AIM:
Please rewrite the rows starting with the line that contains "the church in" and going on through the line that contains "point(60, 7)", requests included. Shift each answer point by adding 55 to both of its coordinates.
-------- DATA TO USE
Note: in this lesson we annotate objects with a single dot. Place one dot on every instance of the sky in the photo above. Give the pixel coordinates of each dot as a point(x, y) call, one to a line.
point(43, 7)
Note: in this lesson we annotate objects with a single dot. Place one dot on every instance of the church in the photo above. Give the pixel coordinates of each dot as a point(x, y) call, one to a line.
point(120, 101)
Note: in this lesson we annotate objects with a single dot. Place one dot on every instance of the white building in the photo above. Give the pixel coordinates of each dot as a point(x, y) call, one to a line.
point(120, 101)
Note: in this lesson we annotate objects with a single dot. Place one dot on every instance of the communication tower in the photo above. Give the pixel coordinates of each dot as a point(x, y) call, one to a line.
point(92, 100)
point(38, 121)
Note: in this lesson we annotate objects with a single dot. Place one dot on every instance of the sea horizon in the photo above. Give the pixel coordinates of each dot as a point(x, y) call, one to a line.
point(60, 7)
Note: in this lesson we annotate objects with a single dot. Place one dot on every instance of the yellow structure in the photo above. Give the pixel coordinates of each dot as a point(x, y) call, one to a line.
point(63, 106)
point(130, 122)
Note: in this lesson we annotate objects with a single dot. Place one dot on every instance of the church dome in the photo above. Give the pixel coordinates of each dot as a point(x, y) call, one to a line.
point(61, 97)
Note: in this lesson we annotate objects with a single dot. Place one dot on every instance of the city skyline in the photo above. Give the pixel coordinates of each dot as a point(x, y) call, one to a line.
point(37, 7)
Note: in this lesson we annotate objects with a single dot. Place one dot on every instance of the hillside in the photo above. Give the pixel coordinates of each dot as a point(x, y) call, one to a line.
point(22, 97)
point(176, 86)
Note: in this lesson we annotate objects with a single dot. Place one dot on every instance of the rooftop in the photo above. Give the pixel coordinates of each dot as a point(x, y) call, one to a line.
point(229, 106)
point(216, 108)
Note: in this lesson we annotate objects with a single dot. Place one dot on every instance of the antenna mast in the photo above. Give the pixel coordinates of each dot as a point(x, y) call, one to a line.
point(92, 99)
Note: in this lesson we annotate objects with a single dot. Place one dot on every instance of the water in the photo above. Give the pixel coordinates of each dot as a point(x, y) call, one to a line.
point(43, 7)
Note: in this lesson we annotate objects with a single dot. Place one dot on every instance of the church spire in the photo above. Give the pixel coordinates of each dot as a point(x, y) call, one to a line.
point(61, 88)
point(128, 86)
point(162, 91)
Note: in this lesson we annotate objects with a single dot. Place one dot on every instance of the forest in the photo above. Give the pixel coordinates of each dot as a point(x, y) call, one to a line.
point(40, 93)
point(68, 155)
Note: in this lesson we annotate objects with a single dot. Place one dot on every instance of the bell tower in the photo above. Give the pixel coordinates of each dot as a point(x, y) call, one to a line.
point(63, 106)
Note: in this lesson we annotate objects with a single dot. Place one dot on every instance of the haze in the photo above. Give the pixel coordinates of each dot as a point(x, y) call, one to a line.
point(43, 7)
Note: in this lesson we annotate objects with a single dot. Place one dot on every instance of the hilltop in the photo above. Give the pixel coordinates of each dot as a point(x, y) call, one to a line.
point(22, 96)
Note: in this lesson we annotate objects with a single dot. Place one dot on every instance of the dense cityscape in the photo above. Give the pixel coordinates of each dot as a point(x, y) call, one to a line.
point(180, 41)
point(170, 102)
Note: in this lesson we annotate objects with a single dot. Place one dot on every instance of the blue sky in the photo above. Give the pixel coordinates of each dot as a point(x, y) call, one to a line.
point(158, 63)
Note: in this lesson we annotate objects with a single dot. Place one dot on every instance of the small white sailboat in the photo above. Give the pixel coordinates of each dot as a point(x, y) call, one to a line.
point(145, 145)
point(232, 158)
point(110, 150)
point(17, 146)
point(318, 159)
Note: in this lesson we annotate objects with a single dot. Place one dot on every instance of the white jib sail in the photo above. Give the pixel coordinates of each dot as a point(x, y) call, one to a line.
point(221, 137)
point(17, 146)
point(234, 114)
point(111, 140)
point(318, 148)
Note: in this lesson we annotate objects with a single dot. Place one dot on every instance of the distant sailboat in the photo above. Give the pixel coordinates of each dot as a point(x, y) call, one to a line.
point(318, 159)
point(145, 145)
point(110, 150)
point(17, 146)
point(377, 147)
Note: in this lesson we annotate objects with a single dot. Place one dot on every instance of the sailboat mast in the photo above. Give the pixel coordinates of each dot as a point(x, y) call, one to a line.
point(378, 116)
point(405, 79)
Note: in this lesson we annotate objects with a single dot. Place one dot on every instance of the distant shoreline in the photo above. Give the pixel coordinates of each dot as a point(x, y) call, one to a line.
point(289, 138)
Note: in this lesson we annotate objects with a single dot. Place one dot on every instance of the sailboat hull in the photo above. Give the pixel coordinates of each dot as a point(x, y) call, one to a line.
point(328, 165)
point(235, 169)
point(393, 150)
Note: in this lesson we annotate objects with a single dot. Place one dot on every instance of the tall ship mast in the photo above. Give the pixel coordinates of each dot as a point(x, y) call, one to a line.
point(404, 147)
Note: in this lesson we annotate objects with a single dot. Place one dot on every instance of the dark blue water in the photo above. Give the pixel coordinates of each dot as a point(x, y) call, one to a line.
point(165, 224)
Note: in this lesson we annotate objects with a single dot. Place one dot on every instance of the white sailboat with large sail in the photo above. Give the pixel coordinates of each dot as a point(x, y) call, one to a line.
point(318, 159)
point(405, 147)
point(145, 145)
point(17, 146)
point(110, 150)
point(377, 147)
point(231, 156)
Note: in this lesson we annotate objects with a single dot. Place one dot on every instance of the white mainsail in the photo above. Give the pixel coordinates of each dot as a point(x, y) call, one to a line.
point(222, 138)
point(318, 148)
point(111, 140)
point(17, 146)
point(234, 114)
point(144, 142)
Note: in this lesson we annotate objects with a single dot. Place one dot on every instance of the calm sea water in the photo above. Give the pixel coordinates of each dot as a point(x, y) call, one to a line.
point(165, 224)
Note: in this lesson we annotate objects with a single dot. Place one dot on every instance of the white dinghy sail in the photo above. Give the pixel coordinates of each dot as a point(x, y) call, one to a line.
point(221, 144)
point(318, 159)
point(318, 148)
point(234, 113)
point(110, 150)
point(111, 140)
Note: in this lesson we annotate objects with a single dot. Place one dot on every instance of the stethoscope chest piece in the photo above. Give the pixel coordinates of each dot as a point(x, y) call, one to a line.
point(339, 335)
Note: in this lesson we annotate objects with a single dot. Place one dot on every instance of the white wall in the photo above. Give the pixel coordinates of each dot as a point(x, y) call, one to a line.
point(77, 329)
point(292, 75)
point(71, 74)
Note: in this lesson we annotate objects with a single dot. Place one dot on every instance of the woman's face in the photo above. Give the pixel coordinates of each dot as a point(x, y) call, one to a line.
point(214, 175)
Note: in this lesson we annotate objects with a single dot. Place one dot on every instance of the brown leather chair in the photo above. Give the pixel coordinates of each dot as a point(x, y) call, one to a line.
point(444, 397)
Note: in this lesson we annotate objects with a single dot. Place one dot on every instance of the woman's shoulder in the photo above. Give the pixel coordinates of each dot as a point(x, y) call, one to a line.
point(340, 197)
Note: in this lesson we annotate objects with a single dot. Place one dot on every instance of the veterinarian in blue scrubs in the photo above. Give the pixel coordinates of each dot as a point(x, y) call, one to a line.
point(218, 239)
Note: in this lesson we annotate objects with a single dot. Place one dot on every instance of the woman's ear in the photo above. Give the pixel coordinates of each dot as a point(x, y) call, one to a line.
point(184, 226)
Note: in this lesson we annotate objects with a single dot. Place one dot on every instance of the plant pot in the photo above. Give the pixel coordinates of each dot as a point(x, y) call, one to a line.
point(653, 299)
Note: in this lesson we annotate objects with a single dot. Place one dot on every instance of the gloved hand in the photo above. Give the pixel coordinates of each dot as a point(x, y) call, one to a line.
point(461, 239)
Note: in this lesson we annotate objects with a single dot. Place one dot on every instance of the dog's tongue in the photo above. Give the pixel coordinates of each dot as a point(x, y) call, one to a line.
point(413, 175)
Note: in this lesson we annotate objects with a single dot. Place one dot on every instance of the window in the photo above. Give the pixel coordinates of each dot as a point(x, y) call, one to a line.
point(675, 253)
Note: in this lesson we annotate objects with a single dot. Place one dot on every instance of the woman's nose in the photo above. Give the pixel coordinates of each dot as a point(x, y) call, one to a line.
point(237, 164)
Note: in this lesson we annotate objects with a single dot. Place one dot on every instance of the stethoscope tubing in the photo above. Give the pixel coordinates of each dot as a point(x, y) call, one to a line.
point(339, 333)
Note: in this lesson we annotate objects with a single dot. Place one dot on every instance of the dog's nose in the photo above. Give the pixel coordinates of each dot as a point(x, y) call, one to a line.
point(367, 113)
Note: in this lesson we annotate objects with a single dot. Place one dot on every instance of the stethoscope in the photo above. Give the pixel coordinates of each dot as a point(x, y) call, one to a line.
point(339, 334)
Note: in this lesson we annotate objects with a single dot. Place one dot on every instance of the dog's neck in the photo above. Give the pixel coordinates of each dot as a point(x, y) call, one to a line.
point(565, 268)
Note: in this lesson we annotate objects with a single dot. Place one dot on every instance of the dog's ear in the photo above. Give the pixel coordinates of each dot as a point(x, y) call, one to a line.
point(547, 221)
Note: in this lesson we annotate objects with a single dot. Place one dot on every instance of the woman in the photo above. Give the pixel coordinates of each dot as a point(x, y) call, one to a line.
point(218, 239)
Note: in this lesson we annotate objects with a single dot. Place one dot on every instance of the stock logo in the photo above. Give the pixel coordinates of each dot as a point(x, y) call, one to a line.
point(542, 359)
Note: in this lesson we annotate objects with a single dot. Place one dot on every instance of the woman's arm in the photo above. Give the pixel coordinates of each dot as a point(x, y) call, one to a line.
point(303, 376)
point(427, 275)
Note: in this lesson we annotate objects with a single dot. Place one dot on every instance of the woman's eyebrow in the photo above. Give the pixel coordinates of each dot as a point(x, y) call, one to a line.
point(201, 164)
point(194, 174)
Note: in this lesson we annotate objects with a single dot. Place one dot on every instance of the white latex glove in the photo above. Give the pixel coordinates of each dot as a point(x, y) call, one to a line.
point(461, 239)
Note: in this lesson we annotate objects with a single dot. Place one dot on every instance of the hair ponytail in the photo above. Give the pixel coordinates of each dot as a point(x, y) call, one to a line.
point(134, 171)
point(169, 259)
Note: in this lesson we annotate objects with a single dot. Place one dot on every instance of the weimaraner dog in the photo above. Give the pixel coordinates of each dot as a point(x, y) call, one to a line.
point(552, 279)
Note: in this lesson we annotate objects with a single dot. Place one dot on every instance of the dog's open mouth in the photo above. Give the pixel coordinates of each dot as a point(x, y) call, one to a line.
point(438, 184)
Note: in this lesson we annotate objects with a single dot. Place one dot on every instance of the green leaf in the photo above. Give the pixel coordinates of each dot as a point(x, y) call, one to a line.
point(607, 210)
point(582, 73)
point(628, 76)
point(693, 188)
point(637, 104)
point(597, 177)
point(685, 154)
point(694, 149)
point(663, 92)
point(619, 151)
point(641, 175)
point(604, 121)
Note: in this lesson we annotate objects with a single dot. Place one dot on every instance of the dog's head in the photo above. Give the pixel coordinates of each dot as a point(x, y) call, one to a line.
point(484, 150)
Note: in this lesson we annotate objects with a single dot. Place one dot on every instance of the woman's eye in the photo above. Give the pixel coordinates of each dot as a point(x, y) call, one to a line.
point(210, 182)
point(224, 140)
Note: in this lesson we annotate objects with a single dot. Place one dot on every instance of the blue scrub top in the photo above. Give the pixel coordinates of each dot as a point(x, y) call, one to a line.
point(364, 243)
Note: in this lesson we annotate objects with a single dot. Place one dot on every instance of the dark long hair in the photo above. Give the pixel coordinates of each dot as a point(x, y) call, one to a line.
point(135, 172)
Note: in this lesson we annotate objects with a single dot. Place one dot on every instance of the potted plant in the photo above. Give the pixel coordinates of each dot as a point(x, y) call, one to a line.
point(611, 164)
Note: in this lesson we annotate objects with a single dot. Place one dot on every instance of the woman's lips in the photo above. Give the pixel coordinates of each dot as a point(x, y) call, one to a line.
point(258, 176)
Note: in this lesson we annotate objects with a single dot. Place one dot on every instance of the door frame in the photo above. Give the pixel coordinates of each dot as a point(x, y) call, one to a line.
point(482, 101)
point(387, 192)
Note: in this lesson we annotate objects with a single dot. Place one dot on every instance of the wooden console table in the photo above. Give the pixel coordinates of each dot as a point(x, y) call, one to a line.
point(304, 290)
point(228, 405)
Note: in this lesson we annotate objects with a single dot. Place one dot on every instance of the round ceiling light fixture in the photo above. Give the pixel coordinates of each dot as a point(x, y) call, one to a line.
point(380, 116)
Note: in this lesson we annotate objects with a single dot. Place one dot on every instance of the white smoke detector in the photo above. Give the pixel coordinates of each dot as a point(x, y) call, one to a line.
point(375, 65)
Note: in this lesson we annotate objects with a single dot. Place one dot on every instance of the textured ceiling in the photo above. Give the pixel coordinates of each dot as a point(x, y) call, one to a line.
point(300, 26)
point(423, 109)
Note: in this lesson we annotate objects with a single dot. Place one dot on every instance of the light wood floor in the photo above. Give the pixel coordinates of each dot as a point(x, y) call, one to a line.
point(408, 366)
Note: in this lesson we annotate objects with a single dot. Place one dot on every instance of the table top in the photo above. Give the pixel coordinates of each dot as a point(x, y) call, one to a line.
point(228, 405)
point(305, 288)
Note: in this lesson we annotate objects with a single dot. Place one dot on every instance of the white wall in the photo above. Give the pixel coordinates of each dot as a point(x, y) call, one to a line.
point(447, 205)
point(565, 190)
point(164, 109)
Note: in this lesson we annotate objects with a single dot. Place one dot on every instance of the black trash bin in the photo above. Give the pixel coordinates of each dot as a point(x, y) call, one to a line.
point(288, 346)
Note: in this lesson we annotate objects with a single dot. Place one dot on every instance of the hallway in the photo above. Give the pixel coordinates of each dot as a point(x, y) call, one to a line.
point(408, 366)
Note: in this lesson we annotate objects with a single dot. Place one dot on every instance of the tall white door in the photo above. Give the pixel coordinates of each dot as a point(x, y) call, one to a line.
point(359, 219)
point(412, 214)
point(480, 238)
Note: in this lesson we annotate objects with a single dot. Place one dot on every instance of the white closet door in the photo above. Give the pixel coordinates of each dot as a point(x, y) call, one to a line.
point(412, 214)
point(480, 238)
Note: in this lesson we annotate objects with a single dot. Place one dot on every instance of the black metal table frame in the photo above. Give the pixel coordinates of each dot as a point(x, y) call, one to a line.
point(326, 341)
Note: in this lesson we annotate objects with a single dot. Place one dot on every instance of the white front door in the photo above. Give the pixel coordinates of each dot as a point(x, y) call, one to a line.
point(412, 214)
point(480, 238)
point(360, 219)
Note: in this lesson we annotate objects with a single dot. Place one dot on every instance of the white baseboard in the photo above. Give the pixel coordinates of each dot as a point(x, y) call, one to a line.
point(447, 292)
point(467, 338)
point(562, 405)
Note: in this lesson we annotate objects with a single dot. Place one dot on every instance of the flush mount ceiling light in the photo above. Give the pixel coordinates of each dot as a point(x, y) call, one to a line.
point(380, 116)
----------------
SOLUTION TO THIS PROBLEM:
Note: in this lesson we annotate objects with a single dot. Place one dot on every instance of the church in the photo above. Give the pixel coordinates of each dot as a point(x, y) call, one to a line.
point(175, 156)
Note: in this lesson we annotate objects with a single dot. Place one dot on every instance of the white building in the photo above. Give the pixel coordinates of each dot as a point(x, y) call, one to a line.
point(175, 156)
Note: in this lesson we annotate objects with a single dot. Place one dot on every instance of the communication tower in the photo above. Give the pixel coordinates of each dot as a point(x, y) call, one to a line.
point(147, 155)
point(93, 176)
Note: in this lesson we annotate objects with a single dot. Place one dot on every instance of the sea horizon in the photo above. Give the pixel coordinates of each dot as a point(x, y) call, one to a line.
point(115, 62)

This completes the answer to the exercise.